++++ Input records ++++
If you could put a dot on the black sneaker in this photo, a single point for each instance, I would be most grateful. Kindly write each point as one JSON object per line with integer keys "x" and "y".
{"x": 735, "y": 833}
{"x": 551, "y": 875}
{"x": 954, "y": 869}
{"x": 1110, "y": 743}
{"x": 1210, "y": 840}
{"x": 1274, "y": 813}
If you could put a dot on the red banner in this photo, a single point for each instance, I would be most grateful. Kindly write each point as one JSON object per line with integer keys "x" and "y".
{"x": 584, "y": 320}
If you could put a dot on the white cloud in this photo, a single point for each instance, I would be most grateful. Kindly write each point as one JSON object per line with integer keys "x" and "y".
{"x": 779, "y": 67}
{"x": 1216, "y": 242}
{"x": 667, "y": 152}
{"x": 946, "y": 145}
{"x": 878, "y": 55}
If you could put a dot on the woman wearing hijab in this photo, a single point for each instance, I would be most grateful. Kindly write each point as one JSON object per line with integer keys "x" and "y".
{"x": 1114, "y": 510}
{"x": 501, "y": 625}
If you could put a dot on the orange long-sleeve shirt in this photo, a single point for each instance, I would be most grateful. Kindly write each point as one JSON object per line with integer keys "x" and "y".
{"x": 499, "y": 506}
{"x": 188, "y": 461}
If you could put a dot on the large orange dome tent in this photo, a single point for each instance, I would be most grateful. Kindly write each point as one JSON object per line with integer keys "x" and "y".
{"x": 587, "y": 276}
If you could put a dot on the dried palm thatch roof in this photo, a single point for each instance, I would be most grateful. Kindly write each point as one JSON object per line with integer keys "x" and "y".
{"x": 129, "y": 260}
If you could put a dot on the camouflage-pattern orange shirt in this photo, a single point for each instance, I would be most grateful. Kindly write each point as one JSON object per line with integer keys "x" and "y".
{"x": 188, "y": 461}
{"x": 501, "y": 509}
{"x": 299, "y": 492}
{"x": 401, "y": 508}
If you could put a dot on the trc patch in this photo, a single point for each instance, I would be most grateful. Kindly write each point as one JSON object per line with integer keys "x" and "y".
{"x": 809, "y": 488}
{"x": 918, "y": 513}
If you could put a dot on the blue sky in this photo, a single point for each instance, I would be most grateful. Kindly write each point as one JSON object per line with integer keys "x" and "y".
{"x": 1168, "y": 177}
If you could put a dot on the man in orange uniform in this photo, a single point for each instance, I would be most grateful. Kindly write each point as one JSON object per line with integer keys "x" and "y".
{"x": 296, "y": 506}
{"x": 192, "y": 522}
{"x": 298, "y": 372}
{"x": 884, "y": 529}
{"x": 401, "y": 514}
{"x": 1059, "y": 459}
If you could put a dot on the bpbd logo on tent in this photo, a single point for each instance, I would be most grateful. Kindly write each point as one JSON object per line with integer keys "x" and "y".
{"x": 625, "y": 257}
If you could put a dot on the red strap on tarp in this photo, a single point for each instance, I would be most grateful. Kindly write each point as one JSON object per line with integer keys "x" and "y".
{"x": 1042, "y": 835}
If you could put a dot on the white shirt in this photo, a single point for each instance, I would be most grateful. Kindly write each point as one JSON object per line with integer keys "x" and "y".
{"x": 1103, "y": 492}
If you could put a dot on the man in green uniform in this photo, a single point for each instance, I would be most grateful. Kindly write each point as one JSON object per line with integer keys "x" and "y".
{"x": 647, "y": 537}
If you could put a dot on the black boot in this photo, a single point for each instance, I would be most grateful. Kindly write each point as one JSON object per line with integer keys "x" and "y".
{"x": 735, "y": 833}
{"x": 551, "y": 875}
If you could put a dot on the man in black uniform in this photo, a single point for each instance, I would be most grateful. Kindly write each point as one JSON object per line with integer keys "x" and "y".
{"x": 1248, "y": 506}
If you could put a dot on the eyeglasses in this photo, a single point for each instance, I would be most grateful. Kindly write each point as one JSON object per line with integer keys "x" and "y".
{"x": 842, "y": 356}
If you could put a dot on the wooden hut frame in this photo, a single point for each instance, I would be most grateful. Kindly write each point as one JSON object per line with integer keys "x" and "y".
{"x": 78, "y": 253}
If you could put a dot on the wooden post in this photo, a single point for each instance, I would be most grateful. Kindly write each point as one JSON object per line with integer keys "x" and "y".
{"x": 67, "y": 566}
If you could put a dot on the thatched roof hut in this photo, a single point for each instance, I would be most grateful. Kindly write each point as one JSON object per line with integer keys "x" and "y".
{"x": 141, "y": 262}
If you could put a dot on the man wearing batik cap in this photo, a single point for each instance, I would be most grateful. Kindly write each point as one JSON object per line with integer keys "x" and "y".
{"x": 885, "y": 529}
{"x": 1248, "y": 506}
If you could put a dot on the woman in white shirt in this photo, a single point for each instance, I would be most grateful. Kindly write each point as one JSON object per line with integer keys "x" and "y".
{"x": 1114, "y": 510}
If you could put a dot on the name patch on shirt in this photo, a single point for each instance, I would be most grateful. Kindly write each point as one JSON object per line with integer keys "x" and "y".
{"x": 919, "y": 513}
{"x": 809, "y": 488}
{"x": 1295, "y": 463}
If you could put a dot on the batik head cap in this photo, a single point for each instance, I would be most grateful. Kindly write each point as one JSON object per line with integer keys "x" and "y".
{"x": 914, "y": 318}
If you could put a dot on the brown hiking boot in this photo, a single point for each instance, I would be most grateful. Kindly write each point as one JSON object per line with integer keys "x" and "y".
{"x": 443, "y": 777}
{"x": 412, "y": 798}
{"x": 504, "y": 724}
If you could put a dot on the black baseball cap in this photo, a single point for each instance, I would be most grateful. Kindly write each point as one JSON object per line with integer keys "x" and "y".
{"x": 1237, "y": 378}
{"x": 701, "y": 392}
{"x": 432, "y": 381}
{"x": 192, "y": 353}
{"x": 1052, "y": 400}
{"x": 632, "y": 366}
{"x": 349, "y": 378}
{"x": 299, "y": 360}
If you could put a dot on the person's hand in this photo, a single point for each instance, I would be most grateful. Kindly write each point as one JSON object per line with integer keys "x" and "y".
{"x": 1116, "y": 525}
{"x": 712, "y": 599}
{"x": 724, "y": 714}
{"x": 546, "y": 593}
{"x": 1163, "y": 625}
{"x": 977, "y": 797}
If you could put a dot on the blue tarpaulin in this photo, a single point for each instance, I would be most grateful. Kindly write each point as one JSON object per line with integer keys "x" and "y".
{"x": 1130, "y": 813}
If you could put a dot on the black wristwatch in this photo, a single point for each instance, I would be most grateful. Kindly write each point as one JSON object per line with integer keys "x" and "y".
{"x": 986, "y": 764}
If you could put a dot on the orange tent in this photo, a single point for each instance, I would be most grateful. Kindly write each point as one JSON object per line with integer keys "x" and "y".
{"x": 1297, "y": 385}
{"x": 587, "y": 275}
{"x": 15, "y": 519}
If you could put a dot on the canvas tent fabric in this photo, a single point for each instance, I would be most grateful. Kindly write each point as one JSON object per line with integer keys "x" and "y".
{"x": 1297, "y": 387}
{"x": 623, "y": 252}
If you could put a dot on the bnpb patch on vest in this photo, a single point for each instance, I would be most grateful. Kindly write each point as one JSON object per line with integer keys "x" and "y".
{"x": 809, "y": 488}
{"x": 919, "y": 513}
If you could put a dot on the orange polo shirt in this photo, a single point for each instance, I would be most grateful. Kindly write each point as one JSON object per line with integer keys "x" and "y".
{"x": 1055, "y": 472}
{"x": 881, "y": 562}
++++
▸ **Task prompt**:
Return all of the material above verbatim, line by line, without adding, dropping, or altering anything.

▸ **Result of the task**:
If you could put a dot on the black sneaker in this photo, a single point for each instance, I would be most grateful. Kindly write each point as one JSON object per line with integer keys "x" and "y".
{"x": 735, "y": 833}
{"x": 551, "y": 875}
{"x": 954, "y": 869}
{"x": 1110, "y": 743}
{"x": 1210, "y": 840}
{"x": 1274, "y": 813}
If you could put a dot on the red banner in this photo, a single point for each instance, I would be most grateful. Kindly write each point as one JSON object per line with integer keys "x" and "y".
{"x": 584, "y": 320}
If you could put a dot on the white cloud in this photo, a single point for each instance, I would be most grateful. Kindly write each point as one JSON object per line with integer keys "x" and "y".
{"x": 779, "y": 67}
{"x": 1216, "y": 242}
{"x": 667, "y": 152}
{"x": 946, "y": 145}
{"x": 878, "y": 55}
If you could put a dot on the woman wearing hijab in this photo, a single point for each instance, I would be most grateful. Kindly write each point as one JSON object per line with integer keys "x" and "y".
{"x": 1114, "y": 510}
{"x": 501, "y": 625}
If you could put a dot on the orange long-sleeve shirt in this photo, a single point for each instance, I would be most grateful. Kindly write each point as one JSON object per line with integer keys "x" and "y".
{"x": 499, "y": 506}
{"x": 188, "y": 461}
If you could put a dot on the large orange dome tent in this photo, a single point for each instance, I would be most grateful. Kindly write each point as one JSON object per line with integer keys "x" and "y".
{"x": 587, "y": 276}
If you could put a dot on the dried palm thatch roof in this photo, a single point for each instance, I would be most grateful. Kindly write each point as one JSON object per line with integer keys "x" and "y".
{"x": 129, "y": 260}
If you could put a dot on the camouflage-pattern orange shirt in this photo, a single point for each instance, I would be most grateful. Kindly write each point as one JSON object per line with integer keys "x" and "y".
{"x": 188, "y": 461}
{"x": 501, "y": 509}
{"x": 299, "y": 492}
{"x": 401, "y": 508}
If you could put a dot on the trc patch in this photo, a single point for each instance, I would be most grateful. Kindly write each point as one JSON object per line with integer keys "x" and "y".
{"x": 809, "y": 488}
{"x": 918, "y": 513}
If you could put a dot on the blue sky in this photo, a single point for each instance, I would be most grateful. Kindly write each point as one JSON object per line with integer keys "x" and "y".
{"x": 1168, "y": 177}
If you could put a dot on the man in orange uniform in this photo, a single point for each instance, I would be most grateful. Kindly write each point as one JSON object per line with integer keys "x" and "y".
{"x": 296, "y": 506}
{"x": 192, "y": 522}
{"x": 298, "y": 372}
{"x": 884, "y": 529}
{"x": 401, "y": 514}
{"x": 1059, "y": 459}
If you could put a dot on the bpbd logo on tent in this photo, a single point for each instance, I would be most grateful. Kindly write each point as one JSON object per line with integer keys "x" and "y".
{"x": 625, "y": 257}
If you could put a dot on the red strap on tarp in this photo, a single point for each instance, I would be most grateful. Kindly write each point as one JSON object per line with integer keys "x" and "y".
{"x": 1042, "y": 835}
If you could put a dot on the white shirt in this photo, a single point for each instance, I would be most grateful. Kindly write each point as one JSON object per line with integer keys "x" and "y".
{"x": 1103, "y": 492}
If you could put a dot on the man in green uniform in this photo, a single point for each instance, I would be most grateful. Kindly write each point as one JSON object per line with integer keys "x" and "y".
{"x": 647, "y": 537}
If you could put a dot on the black boot in this photo, a single point for each instance, I would be most grateful. Kindly write each point as one JSON object per line with integer keys "x" and "y".
{"x": 735, "y": 833}
{"x": 551, "y": 875}
If you could put a dot on the man in black uniform in this photo, a single point for each instance, I would be most grateful. Kindly write each point as one JSON object per line with integer keys "x" and "y".
{"x": 1248, "y": 506}
If you could put a dot on the eyeglasses in this photo, a single point for each instance, I would be most grateful. Kindly write each point as one JSON object per line with integer keys "x" and "y".
{"x": 842, "y": 356}
If you could put a dot on the wooden hut frame in this photo, a single point for each instance, I would be most grateful. Kindly write each point as one JSON object per line with integer keys "x" and "y".
{"x": 78, "y": 253}
If you could put a dot on the wooden post in this photo, a single point for each instance, I would be most grateful. Kindly write each point as one JSON object per line with integer keys "x" and "y".
{"x": 67, "y": 566}
If you could put a dot on the thatched roof hut in this photo, a single point for each instance, I would be most grateful. Kindly write each point as one JSON object per line with integer keys "x" and "y".
{"x": 141, "y": 262}
If you could put a dot on the man wearing batik cap in this photo, a single point for each instance, I would be most grateful. Kindly write each point as one JSON object per line with integer keys "x" and "y".
{"x": 885, "y": 529}
{"x": 1248, "y": 506}
If you could put a dot on the woman in white shirt in this photo, a single point for each instance, I would be most grateful. Kindly write each point as one JSON object per line with integer keys "x" and "y".
{"x": 1114, "y": 510}
If you could put a dot on the name patch on shirt in this photo, a single point for each instance, I would be most grateful. Kindly write each point as one JSON object per line with integer keys "x" and "y".
{"x": 919, "y": 513}
{"x": 809, "y": 488}
{"x": 1295, "y": 463}
If you could put a dot on the batik head cap in this photo, a single point for each instance, I would be most grateful. Kindly write each point as one JSON object per line with integer keys "x" and "y".
{"x": 914, "y": 318}
If you could put a dot on the brown hiking boot in this photo, a single point for each instance, I would be most grateful. Kindly write each point as one JSON object per line with integer keys "x" and "y".
{"x": 443, "y": 777}
{"x": 412, "y": 798}
{"x": 504, "y": 724}
If you could put a dot on the black baseball cap in this photo, a single point for each instance, I would be most grateful. Kindly write each point as one JSON object per line with integer keys "x" and "y".
{"x": 1237, "y": 378}
{"x": 701, "y": 392}
{"x": 432, "y": 381}
{"x": 192, "y": 353}
{"x": 1052, "y": 400}
{"x": 632, "y": 366}
{"x": 349, "y": 378}
{"x": 299, "y": 360}
If you could put a dot on the person's hand in this photo, a single point for each instance, I would be most grateful. Kindly write each point as one JSON object per line with integer keys "x" and "y".
{"x": 1116, "y": 525}
{"x": 712, "y": 599}
{"x": 724, "y": 714}
{"x": 546, "y": 593}
{"x": 1163, "y": 625}
{"x": 977, "y": 797}
If you could put a dot on the blue tarpaulin in this photo, a single point for each instance, I would be most grateful. Kindly write each point as one JSON object per line with integer keys "x" and "y".
{"x": 1130, "y": 813}
If you could put a dot on the black wristwatch in this photo, a single point for each instance, I would be most grateful. Kindly write each point as one JSON object per line with integer keys "x" and "y".
{"x": 986, "y": 764}
If you could put a dot on the orange tent in this photo, a single point for each instance, I would be most grateful. Kindly write each point as one JSON object per line with integer keys "x" and "y".
{"x": 1297, "y": 385}
{"x": 587, "y": 275}
{"x": 15, "y": 519}
If you could put a dot on the canvas tent fabric in this photo, a single point for each instance, I would be most grateful. Kindly write each point as one JSON object per line with integer keys "x" and "y".
{"x": 1297, "y": 387}
{"x": 623, "y": 252}
If you could put a dot on the bnpb patch on vest in this photo, a single point for each instance, I would be most grateful. Kindly write each point as one JSON object per line with integer keys "x" and "y".
{"x": 809, "y": 488}
{"x": 919, "y": 513}
If you could put a dot on the orange polo shirt in this photo, a single point for each instance, I would be most grateful. Kindly write each point as one JSON object per line with integer keys "x" and "y".
{"x": 1055, "y": 472}
{"x": 881, "y": 562}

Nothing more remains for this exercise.